> _SUPPLIED MATERIAL_
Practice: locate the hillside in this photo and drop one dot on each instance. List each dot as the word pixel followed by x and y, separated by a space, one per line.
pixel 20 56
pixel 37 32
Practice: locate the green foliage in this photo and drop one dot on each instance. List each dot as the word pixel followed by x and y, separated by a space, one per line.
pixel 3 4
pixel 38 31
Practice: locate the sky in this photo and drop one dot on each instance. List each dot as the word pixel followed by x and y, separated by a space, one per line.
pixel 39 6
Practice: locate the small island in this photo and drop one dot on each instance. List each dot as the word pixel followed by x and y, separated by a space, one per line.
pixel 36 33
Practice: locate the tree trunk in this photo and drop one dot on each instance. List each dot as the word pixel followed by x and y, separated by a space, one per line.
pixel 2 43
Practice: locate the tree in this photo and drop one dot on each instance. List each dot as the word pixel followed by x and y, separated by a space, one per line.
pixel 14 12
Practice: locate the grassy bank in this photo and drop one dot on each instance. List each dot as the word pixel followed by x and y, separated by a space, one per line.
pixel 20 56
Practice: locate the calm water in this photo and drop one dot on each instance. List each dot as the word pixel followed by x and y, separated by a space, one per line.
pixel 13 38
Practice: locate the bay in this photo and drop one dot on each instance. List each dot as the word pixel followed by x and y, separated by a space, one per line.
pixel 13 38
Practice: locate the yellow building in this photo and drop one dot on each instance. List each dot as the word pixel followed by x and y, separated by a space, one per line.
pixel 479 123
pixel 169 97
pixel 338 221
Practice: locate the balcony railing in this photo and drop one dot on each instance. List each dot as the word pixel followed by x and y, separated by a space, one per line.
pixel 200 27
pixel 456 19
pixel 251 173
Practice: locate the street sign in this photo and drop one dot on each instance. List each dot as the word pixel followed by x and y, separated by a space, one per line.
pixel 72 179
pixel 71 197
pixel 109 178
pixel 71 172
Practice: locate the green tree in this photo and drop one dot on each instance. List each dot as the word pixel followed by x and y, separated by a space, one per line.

> _WORK TO DO_
Recast all of the data above as a numbered list with one line per item, leaving out any blank lines.

> _SOLUTION_
1. Practice: locate the hillside in this photo and drop one dot on each instance. List each dot as the word pixel followed by x and y, separated by a space, one per line.
2. pixel 20 56
3. pixel 37 32
4. Practice: locate the green foliage in this photo and drop one dot on each instance. List each dot as the word pixel followed by x and y, separated by a space, one per line.
5. pixel 3 4
6. pixel 38 31
7. Practice: locate the sky in this photo and drop one dot on each instance. List each dot as the word pixel followed by x and y, separated by a space, one per line.
8. pixel 39 6
9. Practice: locate the small island in this photo and drop one dot on each instance. List each dot as the word pixel followed by x and y, separated by a space, one per line.
10. pixel 36 33
11. Practice: locate the tree trunk in this photo and drop one dot on each instance. List each dot as the word pixel followed by x and y, separated by a space, one per line.
12. pixel 2 43
13. Practice: locate the tree in this photo and drop one dot on each instance. List each dot as the word pixel followed by x and y, separated by a space, one per line.
14. pixel 14 12
15. Practice: locate the grassy bank in this photo and drop one dot on each instance. List each dot as the word pixel followed by x and y, separated by a space, one per line.
16. pixel 20 56
17. Practice: locate the calm water in this photo and drop one dot on each instance. List each dot as the word pixel followed by x and y, separated by a space, one per line.
18. pixel 13 38
19. Practice: locate the bay in this photo and drop one dot on each instance. List each dot as the word pixel followed by x and y, separated by a space, one per line.
20. pixel 13 38
21. Practice: locate the yellow building in this photo and drop one dot on each instance. List each dot as the word pixel followed by x and y, separated by a space, one per line.
22. pixel 479 123
23. pixel 169 97
24. pixel 338 221
25. Practice: locate the balcony railing in this photo and drop one dot on each instance. List each dot as the word pixel followed by x and y, separated by a space, one per line.
26. pixel 200 27
27. pixel 456 19
28. pixel 251 173
29. Practice: locate the street sign in this photo and drop one dot on each instance. List each dot as the word pixel followed by x and y, separated by a space, one per line.
30. pixel 72 179
31. pixel 71 197
32. pixel 109 178
33. pixel 71 172
34. Practice: locate the green tree in this photo and drop one dot on each instance. List each dot as the word pixel followed by x and y, separated by a space, one per line.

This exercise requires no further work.